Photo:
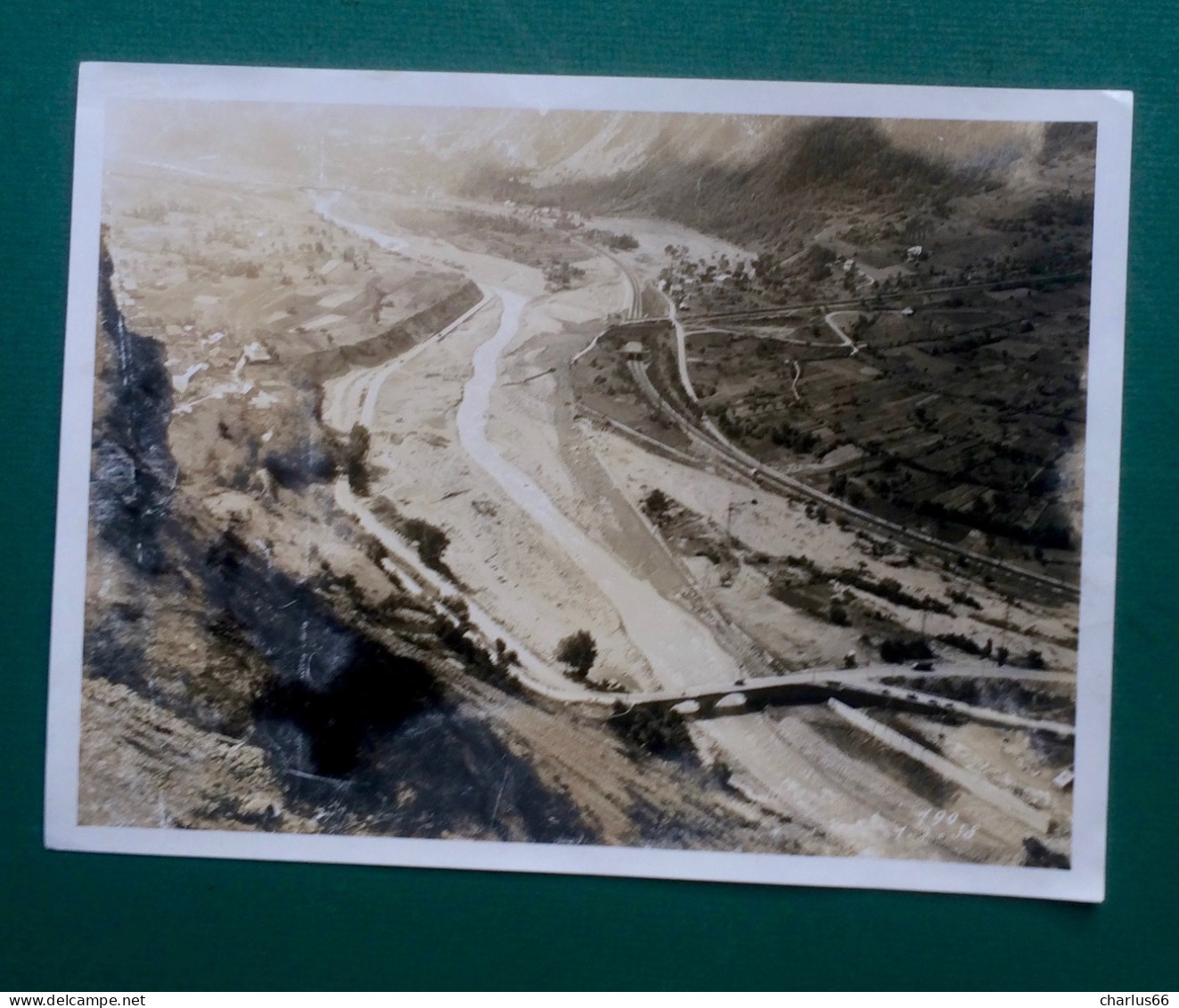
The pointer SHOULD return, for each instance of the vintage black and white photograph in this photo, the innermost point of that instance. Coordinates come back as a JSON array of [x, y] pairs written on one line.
[[591, 477]]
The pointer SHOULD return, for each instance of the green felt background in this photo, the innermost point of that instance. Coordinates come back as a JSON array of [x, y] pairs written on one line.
[[73, 921]]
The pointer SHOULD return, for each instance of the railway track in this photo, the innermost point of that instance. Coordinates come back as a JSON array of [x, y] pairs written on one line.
[[748, 467]]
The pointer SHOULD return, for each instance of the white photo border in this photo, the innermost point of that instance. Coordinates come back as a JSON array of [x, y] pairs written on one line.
[[1110, 110]]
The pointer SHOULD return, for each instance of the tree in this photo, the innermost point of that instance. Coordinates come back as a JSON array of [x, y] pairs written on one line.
[[577, 651], [356, 459]]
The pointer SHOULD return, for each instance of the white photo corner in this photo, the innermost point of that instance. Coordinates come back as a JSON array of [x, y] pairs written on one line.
[[708, 480]]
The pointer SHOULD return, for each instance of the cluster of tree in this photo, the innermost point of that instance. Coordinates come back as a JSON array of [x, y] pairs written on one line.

# # # # #

§ **Task**:
What is needed is a word-for-word copy of the data, minus its pictures.

§ **Response to this exercise**:
Photo:
The pointer SHOULD return, for each instance of the vintage black and white photograph in this photo, the innermost point of that instance. Coordinates come back as a JSON array of [x, y] pairs written on one line.
[[591, 477]]
The pointer SHOULD return, for each instance of the green felt background in this photo, the innermost point of that instance. Coordinates come back as a JSON array of [x, y] pairs written on one line.
[[73, 921]]
The pointer SHOULD return, for each instance of the railway track in this photo, the innermost point of that instance. Coordinates come back as a JSON array of [x, y] pairs written on one line.
[[748, 467]]
The pointer SHOULD return, for each instance of the white photo border in this photo, the innermost point of that instance. Coordinates come back as a JSON array of [x, y] pairs written on one line.
[[1110, 110]]
The pointer SHOULD return, for each instance of the tree in this photo, the innermost point of that instance. Coordinates come back as a JSON array of [x, y] pairs written on one line.
[[577, 651], [356, 459]]
The pointer SHOULD return, for each instance of the white photo corner in this photo, the innermost point of that instance. Coordinates come back as a JSON array of [x, y] pairs written on one line.
[[708, 480]]
The pointer SHOULD return, for each instance of the cluster of tree in this photo, the innermost point of that instance. Coordinates come back as a JSON array of [x, y] pairs written on one line.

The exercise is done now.